Source document ::
At the start of the twelfth century, the Scottish monarchs were caught in the net of England’s Norman kings and seemingly incapable of siring heirs. As yet another son of Malcolm III came to the throne, would Alexander I be able to steady the ship and set Scotland on a new course?
Listen to Alexander’s episode here or read on to find out more.
In the second half of the 11th century, Malcolm III had provided Scotland with over 30 years of strong rule and by his wife, Saint Margaret, sired numerous sons and presided over a more sophisticated, European court. His reign saw the Battle of Hastings in 1066 and the replacement of the Anglo-Saxons with the Normans in England, and Malcolm continually irked Williams I and II by raiding in Northumbria. Unfortunately for Malcolm, he was killed in an ambush at Alwnick in 1093 and his queen, Margaret, died shortly afterwards, creating a power vacuum that the Scots found difficult to fill.

Extracted entries ::
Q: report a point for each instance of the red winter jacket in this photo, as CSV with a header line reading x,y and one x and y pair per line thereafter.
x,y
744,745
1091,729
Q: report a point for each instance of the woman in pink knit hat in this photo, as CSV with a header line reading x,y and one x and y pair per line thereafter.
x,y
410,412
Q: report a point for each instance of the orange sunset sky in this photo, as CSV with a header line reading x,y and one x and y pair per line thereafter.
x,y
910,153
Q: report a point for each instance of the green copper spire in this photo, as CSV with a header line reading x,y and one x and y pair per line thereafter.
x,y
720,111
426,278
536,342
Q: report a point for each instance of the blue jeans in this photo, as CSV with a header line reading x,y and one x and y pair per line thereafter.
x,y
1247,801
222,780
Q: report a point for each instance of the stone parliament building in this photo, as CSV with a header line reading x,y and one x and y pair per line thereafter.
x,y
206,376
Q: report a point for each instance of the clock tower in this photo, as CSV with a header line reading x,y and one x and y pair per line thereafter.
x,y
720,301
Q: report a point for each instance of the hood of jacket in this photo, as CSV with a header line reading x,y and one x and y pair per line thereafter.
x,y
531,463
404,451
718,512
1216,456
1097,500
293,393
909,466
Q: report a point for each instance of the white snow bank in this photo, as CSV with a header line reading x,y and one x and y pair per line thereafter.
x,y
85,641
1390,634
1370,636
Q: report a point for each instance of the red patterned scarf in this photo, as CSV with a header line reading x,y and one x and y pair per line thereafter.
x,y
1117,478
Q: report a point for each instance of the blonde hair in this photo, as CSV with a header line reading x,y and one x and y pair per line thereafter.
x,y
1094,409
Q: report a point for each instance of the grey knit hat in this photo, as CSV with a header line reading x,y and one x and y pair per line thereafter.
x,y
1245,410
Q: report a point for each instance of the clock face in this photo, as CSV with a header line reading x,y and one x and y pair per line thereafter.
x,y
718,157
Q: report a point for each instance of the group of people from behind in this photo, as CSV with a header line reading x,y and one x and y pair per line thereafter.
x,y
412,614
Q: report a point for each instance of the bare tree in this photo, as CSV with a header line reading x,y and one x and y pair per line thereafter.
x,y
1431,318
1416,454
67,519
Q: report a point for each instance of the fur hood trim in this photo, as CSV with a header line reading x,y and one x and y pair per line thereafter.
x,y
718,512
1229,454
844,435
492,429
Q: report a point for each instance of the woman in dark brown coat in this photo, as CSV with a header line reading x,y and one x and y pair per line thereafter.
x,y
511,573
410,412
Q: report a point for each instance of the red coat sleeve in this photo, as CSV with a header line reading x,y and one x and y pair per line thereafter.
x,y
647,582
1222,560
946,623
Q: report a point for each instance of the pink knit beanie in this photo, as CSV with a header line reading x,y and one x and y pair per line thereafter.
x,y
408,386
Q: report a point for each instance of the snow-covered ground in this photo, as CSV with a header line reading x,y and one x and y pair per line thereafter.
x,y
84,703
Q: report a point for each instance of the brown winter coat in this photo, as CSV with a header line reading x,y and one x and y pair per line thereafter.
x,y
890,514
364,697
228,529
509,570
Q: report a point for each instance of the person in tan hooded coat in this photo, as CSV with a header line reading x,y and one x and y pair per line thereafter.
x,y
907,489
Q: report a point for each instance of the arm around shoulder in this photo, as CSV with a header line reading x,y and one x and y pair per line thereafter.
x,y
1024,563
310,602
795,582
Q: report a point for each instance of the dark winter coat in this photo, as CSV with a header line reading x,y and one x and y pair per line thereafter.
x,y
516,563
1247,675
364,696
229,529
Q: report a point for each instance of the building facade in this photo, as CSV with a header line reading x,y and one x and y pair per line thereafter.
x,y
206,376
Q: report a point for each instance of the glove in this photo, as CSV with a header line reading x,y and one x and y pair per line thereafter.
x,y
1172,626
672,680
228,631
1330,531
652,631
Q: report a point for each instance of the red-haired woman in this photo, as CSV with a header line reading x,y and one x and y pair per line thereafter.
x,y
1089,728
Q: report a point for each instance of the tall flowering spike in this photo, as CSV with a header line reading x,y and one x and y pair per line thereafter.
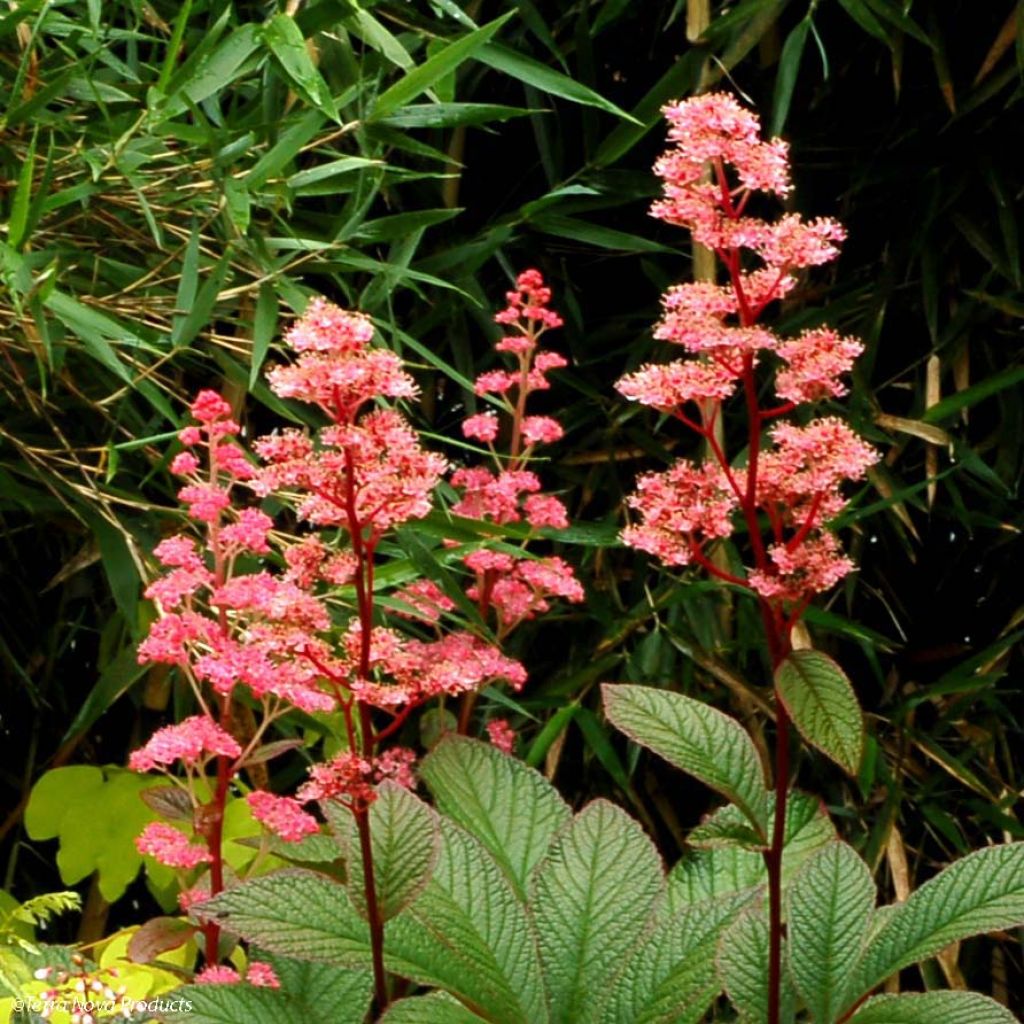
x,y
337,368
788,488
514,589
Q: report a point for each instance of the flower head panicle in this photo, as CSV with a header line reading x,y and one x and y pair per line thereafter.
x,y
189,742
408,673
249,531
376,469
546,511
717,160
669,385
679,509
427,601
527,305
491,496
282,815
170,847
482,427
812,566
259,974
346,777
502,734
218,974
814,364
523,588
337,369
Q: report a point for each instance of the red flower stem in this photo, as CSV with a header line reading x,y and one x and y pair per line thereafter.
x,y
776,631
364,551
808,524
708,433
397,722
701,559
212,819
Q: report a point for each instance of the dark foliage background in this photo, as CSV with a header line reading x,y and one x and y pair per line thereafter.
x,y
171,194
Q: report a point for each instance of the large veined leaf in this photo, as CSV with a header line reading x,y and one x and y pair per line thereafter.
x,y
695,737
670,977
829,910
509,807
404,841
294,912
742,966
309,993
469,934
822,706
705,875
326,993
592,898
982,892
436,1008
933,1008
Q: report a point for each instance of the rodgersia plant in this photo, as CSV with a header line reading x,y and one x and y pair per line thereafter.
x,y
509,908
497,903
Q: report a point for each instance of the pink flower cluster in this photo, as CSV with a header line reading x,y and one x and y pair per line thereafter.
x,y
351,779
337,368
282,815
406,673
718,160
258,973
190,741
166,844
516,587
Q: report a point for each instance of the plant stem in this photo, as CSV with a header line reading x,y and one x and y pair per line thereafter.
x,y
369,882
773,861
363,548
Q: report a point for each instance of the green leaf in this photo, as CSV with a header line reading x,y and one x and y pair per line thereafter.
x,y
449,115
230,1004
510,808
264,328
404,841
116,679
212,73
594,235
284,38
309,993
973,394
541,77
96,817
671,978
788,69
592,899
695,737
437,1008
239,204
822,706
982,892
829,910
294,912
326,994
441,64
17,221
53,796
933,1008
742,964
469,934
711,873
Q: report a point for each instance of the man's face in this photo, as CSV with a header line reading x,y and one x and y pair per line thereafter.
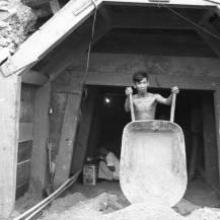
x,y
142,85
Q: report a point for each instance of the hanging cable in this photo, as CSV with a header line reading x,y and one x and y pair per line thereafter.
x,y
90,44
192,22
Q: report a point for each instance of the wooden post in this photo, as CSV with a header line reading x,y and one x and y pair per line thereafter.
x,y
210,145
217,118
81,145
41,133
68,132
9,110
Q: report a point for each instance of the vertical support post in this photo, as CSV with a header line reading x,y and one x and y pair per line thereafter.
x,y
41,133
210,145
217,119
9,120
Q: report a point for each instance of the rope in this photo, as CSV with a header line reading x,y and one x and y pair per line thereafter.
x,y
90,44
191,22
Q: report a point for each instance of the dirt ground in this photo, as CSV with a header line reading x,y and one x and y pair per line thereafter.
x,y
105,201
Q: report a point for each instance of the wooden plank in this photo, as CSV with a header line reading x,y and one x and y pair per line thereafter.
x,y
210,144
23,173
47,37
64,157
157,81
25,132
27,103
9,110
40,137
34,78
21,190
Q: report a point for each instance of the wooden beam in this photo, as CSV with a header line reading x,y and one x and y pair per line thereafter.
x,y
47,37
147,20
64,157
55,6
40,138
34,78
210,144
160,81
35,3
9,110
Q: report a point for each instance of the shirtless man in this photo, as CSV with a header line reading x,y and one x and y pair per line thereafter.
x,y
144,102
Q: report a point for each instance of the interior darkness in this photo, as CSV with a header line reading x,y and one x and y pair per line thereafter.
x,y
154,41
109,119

What is asked ::
1 > From the passage on Alexander I, write out the words starting with "At the start" and going on through "a new course?".
2 > Name every individual person mentioned in the passage on Alexander I.

Worked answers ::
1 >
At the start of the twelfth century, the Scottish monarchs were caught in the net of England’s Norman kings and seemingly incapable of siring heirs. As yet another son of Malcolm III came to the throne, would Alexander I be able to steady the ship and set Scotland on a new course?

2 > Alexander I, Malcolm III, Saint Margaret, William I, William II